[Task to complete] Please continue the article below about the health problems that come with NBA players' unusual size, starting after its final sentence and leaving the listing aside.

[Excerpt to read]
■ ■ ■ ■
It doesn’t take many viewings of NBA basketball to understand just how abnormal basketball players are. They’re freakishly tall in most cases, and capable of stunning acts made possible only by their height. But there’s another side to the word “freak” the way it’s used for NBA players, and it’s one filled with chronic illness and pain, as ESPN’s Jackie MacMullan reports.
When a human’s body is larger than normal, it means more distance for the blood to cover, which means the heart has to work harder to pump it all the way around. For lots of players, including Larry Bird, that means complications like an enlarged heart and atrial fibrillation, which can cause the heart to beat erratically — that can obviously lead to a host of other issues. Bird told MacMullan he had one such episode while coaching the Indiana Pacers.
■ ■ ■ ■
[Provided data]
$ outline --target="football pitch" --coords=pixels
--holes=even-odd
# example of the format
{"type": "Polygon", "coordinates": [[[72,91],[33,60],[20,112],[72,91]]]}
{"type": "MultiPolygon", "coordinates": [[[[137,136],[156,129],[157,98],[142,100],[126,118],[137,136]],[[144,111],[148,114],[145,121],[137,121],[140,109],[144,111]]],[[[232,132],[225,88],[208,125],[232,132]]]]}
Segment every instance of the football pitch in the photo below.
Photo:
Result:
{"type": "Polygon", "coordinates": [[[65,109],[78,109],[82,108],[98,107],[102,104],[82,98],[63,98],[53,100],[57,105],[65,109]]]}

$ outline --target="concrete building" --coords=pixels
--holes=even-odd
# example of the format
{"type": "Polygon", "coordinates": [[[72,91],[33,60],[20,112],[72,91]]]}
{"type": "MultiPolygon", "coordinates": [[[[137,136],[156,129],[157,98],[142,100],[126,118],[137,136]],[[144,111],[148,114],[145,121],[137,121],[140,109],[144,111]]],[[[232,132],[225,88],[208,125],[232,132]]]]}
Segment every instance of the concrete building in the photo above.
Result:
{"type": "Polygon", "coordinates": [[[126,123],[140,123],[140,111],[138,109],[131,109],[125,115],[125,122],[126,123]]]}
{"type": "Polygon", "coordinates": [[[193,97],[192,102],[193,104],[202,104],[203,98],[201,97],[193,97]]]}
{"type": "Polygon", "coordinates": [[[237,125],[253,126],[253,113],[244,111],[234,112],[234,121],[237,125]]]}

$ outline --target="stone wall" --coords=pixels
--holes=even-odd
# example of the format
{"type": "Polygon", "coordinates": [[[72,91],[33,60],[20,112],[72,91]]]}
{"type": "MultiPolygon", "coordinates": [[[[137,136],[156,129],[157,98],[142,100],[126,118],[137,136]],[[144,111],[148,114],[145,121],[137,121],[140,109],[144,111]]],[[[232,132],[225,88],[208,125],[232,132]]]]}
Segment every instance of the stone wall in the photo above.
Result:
■ ■ ■ ■
[Response]
The waves of nausea and dizziness overtook him next, muddling his concentration and leaving him feeling light-headed. When the sudden arrhythmia would occur during his training sessions in his playing days — long before he’d informed any medical personnel about it — he would always lie down immediately and nap for several hours, because if he didn’t, he risked losing consciousness.
But on March 17, 1998, the 41-year-old coach of the Eastern Conference-contending Pacers, in the thick of a hotly contested game with the defending champion Bulls, could hardly recline and sleep it off. “Oh god,” Bird thought as he tried to steady himself on the Indiana sideline. “Please don’t let me pass out on the court.”
It’s a harrowing mental image, but these problems go beyond just fainting spells. NBA big men like Darryl Dawkins and Moses Malone have died suddenly of heart attacks at age 60 and 58, respectively, and they’re not alone. Bird wonders if NBA big men simply have shorter expiration dates than the average human.